Deskripsi Tugas:
Kutip kata demi kata bagian teks tentang Gunung Rinjani yang diawali kata-kata berisi "Kenapa saya bilang" dan diakhiri dengan "keputih-putihan (gambar kanan).".

Kutipan Dokumen:
::::::::::
Kenapa saya bilang begitu karena Rinjani memiliki lokasi wisata yang bisa dipilih untuk dikunjungi tanpa harus sampai di Puncak Rinjani terlebih dahulu, seperti misalnya Segara Anak, Hot Spring, Goa Susu, dan lain sebagainya. Tetapi rata-rata pendaki Rinjani sudah siap menguji nyali mereka menapaki jalur Puncak Rinjani yang sifatnya PHP alias pemberi harapan palsu. Saya betul-betul merasakan multi-fatamorgana ketika mendaki puncak berpasir, berbatu, dan ber***sek tersebut. haha
![]() |
Profil Porter Rinjani |
Walaupun beragam seperti itu, hampir semua trek Rinjani berpasir. Hanya kadar pasirnya saja berbeda-beda. Nah, kalau sepasang kaki porter ber-swallow tanpa kaos kaki terkena pasir terus-menerus berjam-jam, apa jadinya warna kaki porter tersebut. Bisa dibayangkan warnanya. Maka dari itu, hampir semua warna sandal porter itu sama, abu-abu keputih-putihan (gambar kanan).
Porter-porter ini biasanya disewa oleh turis-turis asing yang bela-belain ke Indonesia untuk mendaki Rinjani. Padahal orang-orang Indonesia juga belum tau letak Rinjani itu di pulau mana sebelah mana Indonesia. Setidaknya masih ada teman-teman pecinta alam dan penikmat alam yang dari mulut ke mulut mempromosikan salah satu daya tarik wisata Pulau Lombok ini. Dan penduduk lokal yang berprofesi sebagai porter sesungguhnya salah satu pendukung pariwisata Taman Nasional Gunung Rinjani (TNGR) sekaligus mendapatkan keuntungan finansial.
::::::::::
Data Tersimpan:
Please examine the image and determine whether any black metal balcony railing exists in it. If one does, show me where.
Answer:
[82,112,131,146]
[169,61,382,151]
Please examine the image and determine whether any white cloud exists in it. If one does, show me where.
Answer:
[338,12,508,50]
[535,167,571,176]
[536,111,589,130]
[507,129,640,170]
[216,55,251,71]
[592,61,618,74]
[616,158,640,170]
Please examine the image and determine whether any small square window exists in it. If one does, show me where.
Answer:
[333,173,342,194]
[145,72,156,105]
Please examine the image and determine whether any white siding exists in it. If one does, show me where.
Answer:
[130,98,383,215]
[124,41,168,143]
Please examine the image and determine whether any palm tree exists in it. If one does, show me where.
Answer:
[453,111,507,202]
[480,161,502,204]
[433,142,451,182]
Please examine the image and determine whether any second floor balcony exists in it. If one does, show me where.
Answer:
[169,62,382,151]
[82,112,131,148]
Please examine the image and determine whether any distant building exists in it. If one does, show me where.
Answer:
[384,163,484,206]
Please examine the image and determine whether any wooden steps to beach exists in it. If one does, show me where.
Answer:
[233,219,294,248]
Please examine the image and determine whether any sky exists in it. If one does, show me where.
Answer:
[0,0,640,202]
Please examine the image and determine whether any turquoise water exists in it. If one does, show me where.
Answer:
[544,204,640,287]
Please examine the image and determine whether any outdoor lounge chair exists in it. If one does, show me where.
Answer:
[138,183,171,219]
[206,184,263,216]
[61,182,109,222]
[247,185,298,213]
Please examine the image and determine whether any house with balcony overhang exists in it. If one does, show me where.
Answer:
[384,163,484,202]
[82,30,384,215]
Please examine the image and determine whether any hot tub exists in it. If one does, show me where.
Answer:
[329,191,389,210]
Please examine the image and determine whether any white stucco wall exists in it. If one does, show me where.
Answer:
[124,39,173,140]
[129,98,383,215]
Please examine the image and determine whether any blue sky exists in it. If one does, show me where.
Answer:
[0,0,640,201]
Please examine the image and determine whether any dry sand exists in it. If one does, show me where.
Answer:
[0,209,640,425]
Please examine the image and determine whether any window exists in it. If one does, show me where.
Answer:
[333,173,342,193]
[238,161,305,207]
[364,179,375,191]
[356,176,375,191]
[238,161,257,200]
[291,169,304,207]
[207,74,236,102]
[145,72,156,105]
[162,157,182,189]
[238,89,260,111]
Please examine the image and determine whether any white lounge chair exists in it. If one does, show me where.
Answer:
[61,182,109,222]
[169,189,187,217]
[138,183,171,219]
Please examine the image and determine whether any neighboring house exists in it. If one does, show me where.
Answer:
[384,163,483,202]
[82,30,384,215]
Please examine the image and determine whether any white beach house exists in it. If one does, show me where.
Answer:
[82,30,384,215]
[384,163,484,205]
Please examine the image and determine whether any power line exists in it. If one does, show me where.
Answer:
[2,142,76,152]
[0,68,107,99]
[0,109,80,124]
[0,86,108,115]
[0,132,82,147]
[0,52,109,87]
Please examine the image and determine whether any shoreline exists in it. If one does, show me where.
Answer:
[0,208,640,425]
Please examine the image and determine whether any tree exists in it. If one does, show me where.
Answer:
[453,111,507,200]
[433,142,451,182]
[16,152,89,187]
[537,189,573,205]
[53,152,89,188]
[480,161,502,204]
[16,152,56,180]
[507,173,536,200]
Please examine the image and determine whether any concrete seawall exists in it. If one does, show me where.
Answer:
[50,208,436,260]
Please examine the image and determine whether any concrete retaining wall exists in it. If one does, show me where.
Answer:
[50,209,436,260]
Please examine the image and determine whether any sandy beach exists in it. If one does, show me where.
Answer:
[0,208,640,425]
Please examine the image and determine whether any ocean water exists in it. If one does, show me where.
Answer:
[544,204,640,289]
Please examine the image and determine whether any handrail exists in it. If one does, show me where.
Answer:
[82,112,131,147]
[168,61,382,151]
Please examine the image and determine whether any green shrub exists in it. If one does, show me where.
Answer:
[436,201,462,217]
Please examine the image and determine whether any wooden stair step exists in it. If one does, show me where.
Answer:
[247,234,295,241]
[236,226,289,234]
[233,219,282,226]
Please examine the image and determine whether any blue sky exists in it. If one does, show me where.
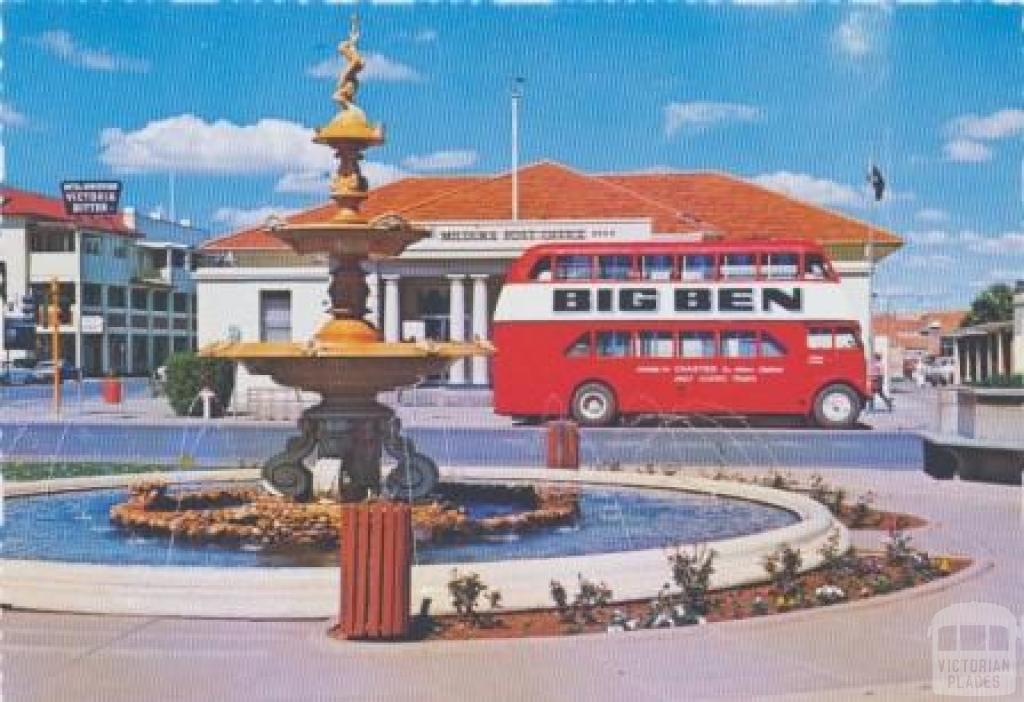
::::::::::
Hasil:
Kenapa saya bilang begitu karena Rinjani memiliki lokasi wisata yang bisa dipilih untuk dikunjungi tanpa harus sampai di Puncak Rinjani terlebih dahulu, seperti misalnya Segara Anak, Hot Spring, Goa Susu, dan lain sebagainya. Tetapi rata-rata pendaki Rinjani sudah siap menguji nyali mereka menapaki jalur Puncak Rinjani yang sifatnya PHP alias pemberi harapan palsu. Saya betul-betul merasakan multi-fatamorgana ketika mendaki puncak berpasir, berbatu, dan ber***sek tersebut. haha
![]() |
Profil Porter Rinjani |
Walaupun beragam seperti itu, hampir semua trek Rinjani berpasir. Hanya kadar pasirnya saja berbeda-beda. Nah, kalau sepasang kaki porter ber-swallow tanpa kaos kaki terkena pasir terus-menerus berjam-jam, apa jadinya warna kaki porter tersebut. Bisa dibayangkan warnanya. Maka dari itu, hampir semua warna sandal porter itu sama, abu-abu keputih-putihan (gambar kanan).